After deconstructing Kubrick’s horror masterpiece in Room 237 and making us scared to ever go to sleep again in The Nightmare Rodney Ascher returns with a journey into childhood fears and phobias -a film that may only last around 30 minutes but packs more impact than you may expect.
Made as part of horror streaming site Shudder’s new Shudder Originals schedule bringing 6 brand new titles including this to its subscribers, Ascher’s Primal Screen focusses on interviews with individuals all sharing the same dread of dolls and puppets all brought on by the trailer for the 1978 movie Magic starring Anthony Hopkins as a ventriloquist whose dummy has a mind and temper of its own.
Using the same brilliant blend of documentary and horror he perfected in The Nightmare we are treated to scenes from throughout the interviewees lives played out with their voice-over guiding us from the first viewing of the terrifying trailer through the gestation of the gruesome anxiety to its effects on their adult lives and its influences on who they are today.
Spinning off in a variety of fascinating directions to explore other ideas such as our relationship with robots and the Uncanny Valley, the masks we hide behind especially when using social media and the genesis of ventriloquism in necromancy and talking to the dead Primal Screen manages to put forward both the personal and global experience simultaneously captivating the viewer throughout.
Mixing tons of great archive footage, photos and clips from films like Dead of Night and TV series such as Twilight Zone where Ascher’s documentary truly differs from others is his willingness to display the subject’s emotional reactions and overactive imaginations by visualizing their fears on screen.
As in The Nightmare where we saw the horrific hallucinations of the paralyzed participants these moments are the most striking and scary of the entire piece crossing the line between the fact and fiction brought forth by the speaker and tapping directly into something far more primal and putting it directly onto the screen.
Although many may argue this interpretation diminishes the truth of the interviews my personal opinion is it increases the audience experience and engagement forcing you to feel the fear rather than simply intellectually understand it making the documentary much more engrossing, entertaining and memorable as all Asher’s work is.
The hope is under the Primal Screen banner Asher can make a whole series such as this exploring many other dark dreams buried deep in his willing participants psyche’s all brought to life by a host of media influences from movie trailers to book covers to TV episodes.
If this is a taste of what is to come then it will be an outstanding set of mini masterpieces but for now I urge everyone to see Primal Screen regardless of whether you find puppets petrifying or not because by the end of this believe me, you will.
.....
(About this exercise):
Retype everything from "Using the same" down to "they are today." in the Primal Screen review, word for word.
.....
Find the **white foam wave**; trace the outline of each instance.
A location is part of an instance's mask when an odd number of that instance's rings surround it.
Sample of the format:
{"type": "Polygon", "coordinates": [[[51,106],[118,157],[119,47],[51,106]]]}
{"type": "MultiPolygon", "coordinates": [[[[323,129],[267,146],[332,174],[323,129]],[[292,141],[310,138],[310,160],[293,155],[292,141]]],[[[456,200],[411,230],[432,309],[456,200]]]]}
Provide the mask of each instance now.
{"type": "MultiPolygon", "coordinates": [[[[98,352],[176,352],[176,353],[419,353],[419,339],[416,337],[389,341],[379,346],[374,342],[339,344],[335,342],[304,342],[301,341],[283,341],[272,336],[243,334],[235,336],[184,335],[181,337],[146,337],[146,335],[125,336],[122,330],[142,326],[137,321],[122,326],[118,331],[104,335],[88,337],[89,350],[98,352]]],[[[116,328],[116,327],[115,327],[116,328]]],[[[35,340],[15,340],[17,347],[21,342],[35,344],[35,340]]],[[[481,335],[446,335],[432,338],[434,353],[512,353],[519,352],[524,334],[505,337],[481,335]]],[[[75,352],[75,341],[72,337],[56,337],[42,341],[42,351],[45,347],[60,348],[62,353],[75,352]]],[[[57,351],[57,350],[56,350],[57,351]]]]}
.....
(Result of this task):
Using the same brilliant blend of documentary and horror he perfected in The Nightmare we are treated to scenes from throughout the interviewees lives played out with their voice-over guiding us from the first viewing of the terrifying trailer through the gestation of the gruesome anxiety to its effects on their adult lives and its influences on who they are today.